* **WHAT YOU HAVE TO DO**
Which lines of the material below contain the word "monument"? Copy each of them out.

-- Begin RECORDS SUPPLIED --

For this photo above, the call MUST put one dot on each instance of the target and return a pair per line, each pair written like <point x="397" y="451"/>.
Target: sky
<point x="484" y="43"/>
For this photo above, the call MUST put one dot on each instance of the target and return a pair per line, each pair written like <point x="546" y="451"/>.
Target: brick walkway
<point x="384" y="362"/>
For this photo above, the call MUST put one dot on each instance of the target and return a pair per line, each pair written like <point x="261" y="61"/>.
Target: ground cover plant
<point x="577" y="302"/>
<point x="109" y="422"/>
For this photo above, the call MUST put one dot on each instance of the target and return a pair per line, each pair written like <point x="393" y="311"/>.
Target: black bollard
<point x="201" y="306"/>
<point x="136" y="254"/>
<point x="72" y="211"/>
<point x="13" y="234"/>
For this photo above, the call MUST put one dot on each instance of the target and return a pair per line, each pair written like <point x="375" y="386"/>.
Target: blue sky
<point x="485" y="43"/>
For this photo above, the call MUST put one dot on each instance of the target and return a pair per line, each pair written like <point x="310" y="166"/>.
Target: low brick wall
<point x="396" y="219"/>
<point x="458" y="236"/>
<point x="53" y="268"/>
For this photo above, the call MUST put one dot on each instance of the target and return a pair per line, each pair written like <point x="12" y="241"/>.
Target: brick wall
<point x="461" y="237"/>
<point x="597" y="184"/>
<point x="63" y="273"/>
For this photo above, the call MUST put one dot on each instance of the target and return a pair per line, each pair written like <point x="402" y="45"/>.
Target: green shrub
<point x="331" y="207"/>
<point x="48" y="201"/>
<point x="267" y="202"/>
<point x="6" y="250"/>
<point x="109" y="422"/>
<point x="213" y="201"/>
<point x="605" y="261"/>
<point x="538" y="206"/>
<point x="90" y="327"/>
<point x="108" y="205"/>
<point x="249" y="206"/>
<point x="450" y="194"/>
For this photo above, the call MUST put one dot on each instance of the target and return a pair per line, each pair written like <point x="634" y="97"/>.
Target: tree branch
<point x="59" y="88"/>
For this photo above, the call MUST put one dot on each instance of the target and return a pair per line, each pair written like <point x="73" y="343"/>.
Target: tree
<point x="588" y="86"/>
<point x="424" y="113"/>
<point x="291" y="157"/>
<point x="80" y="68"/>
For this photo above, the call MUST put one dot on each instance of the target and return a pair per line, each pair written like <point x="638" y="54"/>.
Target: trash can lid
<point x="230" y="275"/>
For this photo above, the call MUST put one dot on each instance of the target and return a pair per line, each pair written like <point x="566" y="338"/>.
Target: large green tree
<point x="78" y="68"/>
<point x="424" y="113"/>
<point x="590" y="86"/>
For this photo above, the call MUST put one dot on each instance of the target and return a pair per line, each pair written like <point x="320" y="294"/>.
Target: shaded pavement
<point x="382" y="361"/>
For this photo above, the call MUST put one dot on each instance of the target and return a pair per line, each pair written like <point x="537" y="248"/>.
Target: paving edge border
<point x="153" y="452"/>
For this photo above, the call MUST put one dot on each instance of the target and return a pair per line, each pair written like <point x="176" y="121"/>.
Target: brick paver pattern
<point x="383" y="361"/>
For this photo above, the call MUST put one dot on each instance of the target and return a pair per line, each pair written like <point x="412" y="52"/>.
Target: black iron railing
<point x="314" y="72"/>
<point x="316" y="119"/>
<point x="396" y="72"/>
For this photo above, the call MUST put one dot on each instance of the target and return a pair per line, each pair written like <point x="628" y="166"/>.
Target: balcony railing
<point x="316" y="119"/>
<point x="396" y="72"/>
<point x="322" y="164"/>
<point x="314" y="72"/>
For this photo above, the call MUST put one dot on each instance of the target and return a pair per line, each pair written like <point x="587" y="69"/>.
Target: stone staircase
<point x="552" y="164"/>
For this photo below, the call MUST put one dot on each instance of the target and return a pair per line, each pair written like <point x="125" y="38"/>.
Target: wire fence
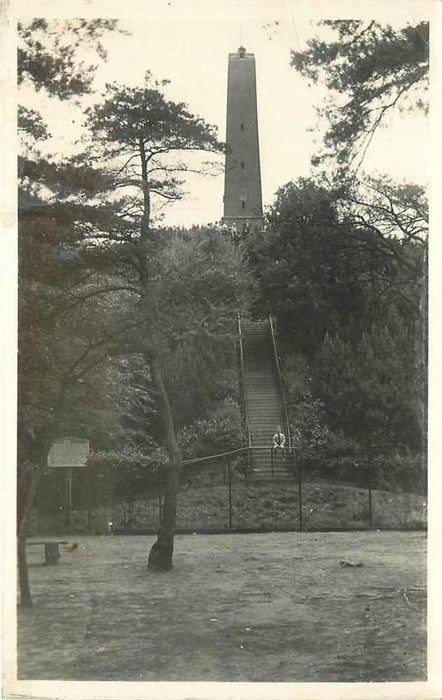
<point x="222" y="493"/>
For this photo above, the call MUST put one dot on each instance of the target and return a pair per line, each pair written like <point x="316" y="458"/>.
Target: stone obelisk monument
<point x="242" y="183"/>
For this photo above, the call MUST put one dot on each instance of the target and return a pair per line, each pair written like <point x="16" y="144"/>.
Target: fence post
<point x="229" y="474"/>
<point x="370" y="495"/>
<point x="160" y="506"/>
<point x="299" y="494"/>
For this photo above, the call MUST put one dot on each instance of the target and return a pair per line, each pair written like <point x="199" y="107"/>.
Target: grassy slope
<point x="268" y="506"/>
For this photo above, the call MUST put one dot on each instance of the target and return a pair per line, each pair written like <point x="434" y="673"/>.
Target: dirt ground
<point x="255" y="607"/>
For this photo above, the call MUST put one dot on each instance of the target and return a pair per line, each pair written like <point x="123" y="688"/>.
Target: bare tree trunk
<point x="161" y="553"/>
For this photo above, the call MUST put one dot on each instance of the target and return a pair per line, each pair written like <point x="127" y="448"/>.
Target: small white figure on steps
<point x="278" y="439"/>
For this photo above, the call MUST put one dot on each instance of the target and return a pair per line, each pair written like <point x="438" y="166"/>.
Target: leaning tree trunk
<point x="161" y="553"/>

-- End RECORDS SUPPLIED --
-- Begin RECORDS SUPPLIED --

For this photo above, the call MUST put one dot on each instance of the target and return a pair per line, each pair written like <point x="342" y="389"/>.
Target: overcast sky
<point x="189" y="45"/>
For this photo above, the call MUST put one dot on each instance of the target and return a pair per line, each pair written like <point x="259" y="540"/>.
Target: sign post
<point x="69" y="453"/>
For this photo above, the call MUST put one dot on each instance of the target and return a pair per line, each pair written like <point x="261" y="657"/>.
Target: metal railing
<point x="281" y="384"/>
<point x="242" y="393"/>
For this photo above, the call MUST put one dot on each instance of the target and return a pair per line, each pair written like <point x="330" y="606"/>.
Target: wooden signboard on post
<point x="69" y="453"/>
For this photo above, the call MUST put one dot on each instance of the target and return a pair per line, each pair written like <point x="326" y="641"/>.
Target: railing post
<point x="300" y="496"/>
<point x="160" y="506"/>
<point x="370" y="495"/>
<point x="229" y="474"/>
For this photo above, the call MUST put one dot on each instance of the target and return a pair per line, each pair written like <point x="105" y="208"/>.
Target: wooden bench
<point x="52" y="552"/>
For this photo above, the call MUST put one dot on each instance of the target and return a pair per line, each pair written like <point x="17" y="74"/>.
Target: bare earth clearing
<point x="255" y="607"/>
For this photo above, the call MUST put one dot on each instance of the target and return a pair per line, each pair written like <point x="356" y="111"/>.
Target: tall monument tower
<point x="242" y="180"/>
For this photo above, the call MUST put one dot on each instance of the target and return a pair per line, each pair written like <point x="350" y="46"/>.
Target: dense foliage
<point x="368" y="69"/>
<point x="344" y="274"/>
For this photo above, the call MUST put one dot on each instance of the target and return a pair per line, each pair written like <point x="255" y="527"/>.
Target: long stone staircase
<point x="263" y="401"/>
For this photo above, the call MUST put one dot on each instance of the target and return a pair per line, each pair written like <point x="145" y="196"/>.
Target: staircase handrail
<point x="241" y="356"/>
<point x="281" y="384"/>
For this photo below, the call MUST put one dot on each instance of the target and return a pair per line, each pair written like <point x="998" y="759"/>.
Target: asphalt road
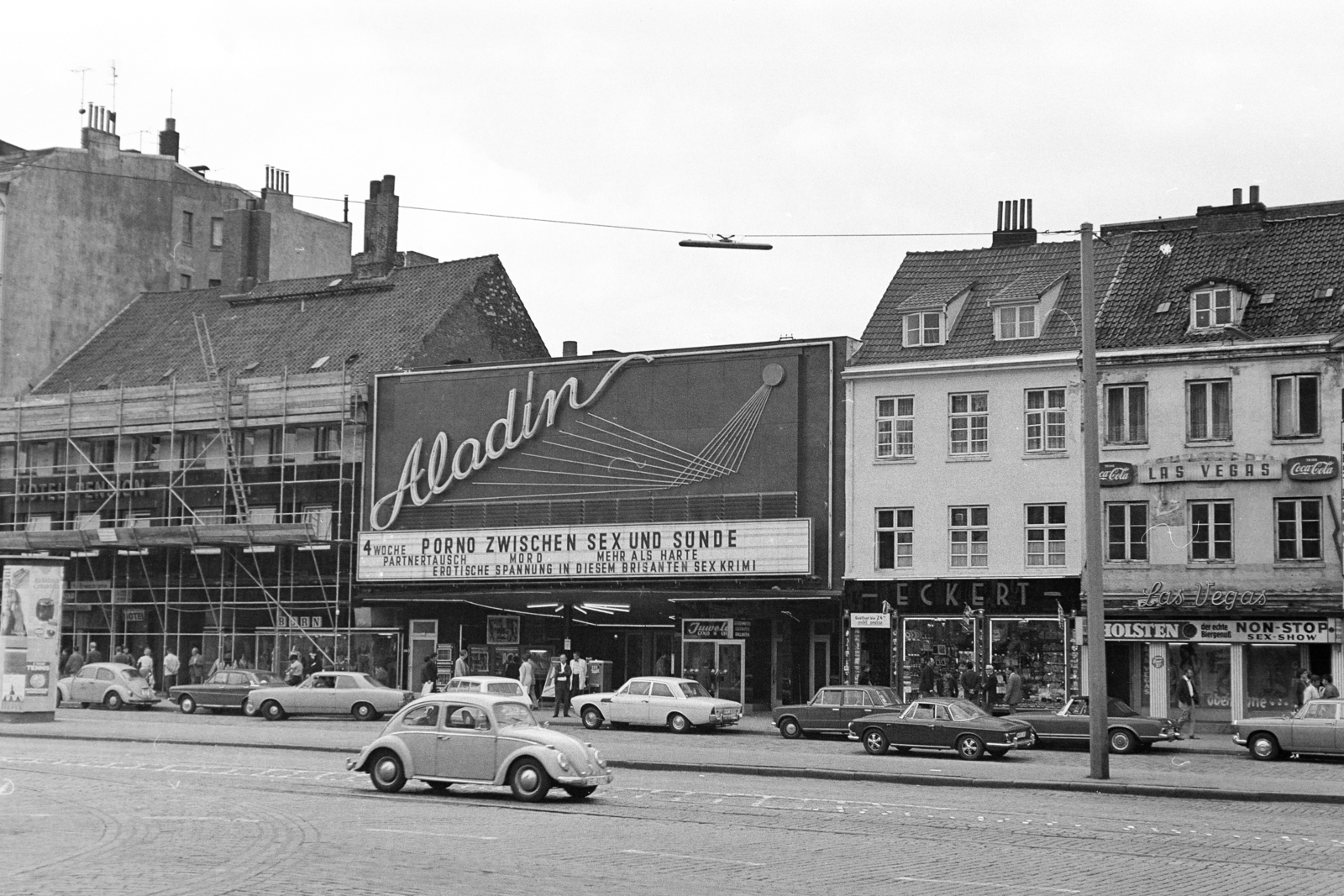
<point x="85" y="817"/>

-- End RECORDS SUPPLIED --

* **RESULT FOR THIS EXERCISE**
Target: stone obelisk monument
Target: tall monument tower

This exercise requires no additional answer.